→ Aim of the exercise
Could you quote, word for word, the passage from the essay below on the EPA and DDT that begins with the words containing "My Lady wanted" and ends with "Environmental Protection Administration."?

My Lady wanted to paint the sun room and in order to get a good match with the existing paint we drove to a neighborhood paint store to buy a gallon of the right color paint. It was a sobering moment when we paid over $50 for a can of water, colorant and a bit of chemical designed to make the paint effective yet able to meet the standards inflicted by officialdom. We talked about the exorbitant price and after some discussion settled on the fact that 30 years ago the same paint sold for about $6 to $10 dollars a gallon. Out side inflation (which would have brought the price to a $15 to $25 range) The reason for the steep increase in price is, to us obvious. It’s the cost of doing business while be hectored, lectured and regulated out of business by the Environmental Protection Administration.
The EPA and other environmental watchdog and big brother agencies such as the Consumer Product Safety Commission have been taken over by extreme environmentalists who profess to know better than we do and insist that we follow their prescription for a “better world”. While there are many industrial practices that have been improved by regulation in truth the programs and edicts of these people have probably killed more people in the past century than the environment ever thought of.
Fifty years ago a book by Rachel Carson was published, it came at a time the knowledgeable world was becoming aware of the complex interaction of the globe we inhabit and was starting to respond to that wisedom. “Silent Spring” has been given credit with empowering the environmental movement and its unfounded fear of any and all pesticides, especially DDT.
Paul Muller, the inventor of DDT received a Nobel Prize in 1948 in recognition of the role the pesticide played in saving hundreds of thousands of lives of troops fighting the Axis Powers in World War II. It killed the insects that spread Typhus and other diseases and it did so without any evidence supporting the unproven threat of cancer that Carson advanced through her book. When “Silent Spring” was published DDT was already famous for protecting human health along with a whole range of agricultural chemicals that protected crops against the depredation of insects, rodents and weeds. Some of the problems associated with pesticides had already been identified and science was working on ways to resolve those problems but as a result of political pressure from “progressives” in 1972 the United States banned the sale and use of DDT based solely on the claims of undue risk that Carson put forward in her book. Despite warnings from public health officials in the US, the World Health Organization and the Pan American Health Organization the ban went into effect and the result has been the death of literally millions of human lives.

→ Extracted records
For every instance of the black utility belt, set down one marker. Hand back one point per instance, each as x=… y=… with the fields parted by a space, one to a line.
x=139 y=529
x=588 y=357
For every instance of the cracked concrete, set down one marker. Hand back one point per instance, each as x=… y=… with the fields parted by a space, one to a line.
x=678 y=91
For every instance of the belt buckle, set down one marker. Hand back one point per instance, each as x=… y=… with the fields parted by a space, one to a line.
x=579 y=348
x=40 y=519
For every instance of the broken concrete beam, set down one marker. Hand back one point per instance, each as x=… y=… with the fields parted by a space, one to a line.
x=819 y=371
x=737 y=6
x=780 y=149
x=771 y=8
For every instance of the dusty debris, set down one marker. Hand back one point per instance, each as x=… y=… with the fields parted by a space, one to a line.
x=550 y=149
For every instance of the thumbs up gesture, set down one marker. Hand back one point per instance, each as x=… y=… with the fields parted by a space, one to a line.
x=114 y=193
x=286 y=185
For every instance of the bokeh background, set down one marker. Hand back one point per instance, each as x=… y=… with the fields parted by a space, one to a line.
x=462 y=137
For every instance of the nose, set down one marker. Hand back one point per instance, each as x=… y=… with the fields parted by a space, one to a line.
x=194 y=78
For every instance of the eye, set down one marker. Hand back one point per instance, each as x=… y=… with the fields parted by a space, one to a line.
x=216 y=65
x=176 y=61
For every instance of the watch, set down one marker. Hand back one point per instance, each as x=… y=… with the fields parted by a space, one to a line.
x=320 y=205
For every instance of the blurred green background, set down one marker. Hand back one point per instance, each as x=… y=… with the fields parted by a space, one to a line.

→ Output below
My Lady wanted to paint the sun room and in order to get a good match with the existing paint we drove to a neighborhood paint store to buy a gallon of the right color paint. It was a sobering moment when we paid over $50 for a can of water, colorant and a bit of chemical designed to make the paint effective yet able to meet the standards inflicted by officialdom. We talked about the exorbitant price and after some discussion settled on the fact that 30 years ago the same paint sold for about $6 to $10 dollars a gallon. Out side inflation (which would have brought the price to a $15 to $25 range) The reason for the steep increase in price is, to us obvious. It’s the cost of doing business while be hectored, lectured and regulated out of business by the Environmental Protection Administration.